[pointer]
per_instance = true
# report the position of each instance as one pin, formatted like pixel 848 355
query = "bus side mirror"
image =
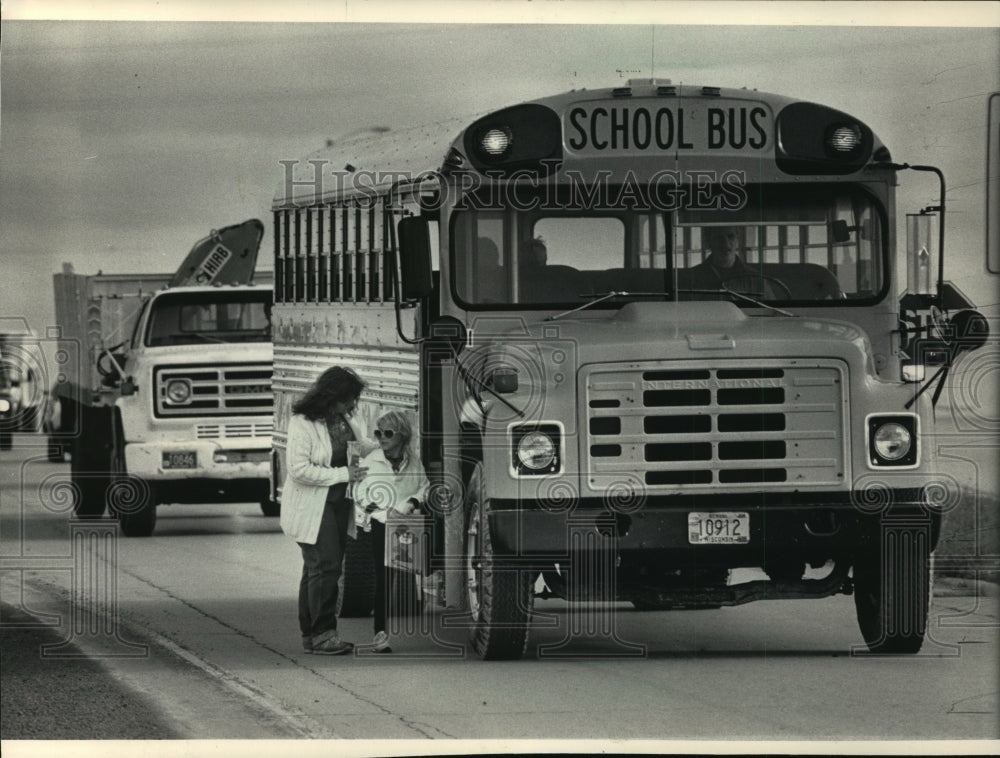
pixel 415 258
================================
▶ _Problem statement_
Update the data above by replacing "pin" with "point" and keeping everything else unchanged. Omit the pictures from your output.

▶ _Solution below_
[pointer]
per_instance = true
# report the position of each instance as one point, formatted like pixel 848 355
query = "bus side mirror"
image =
pixel 415 258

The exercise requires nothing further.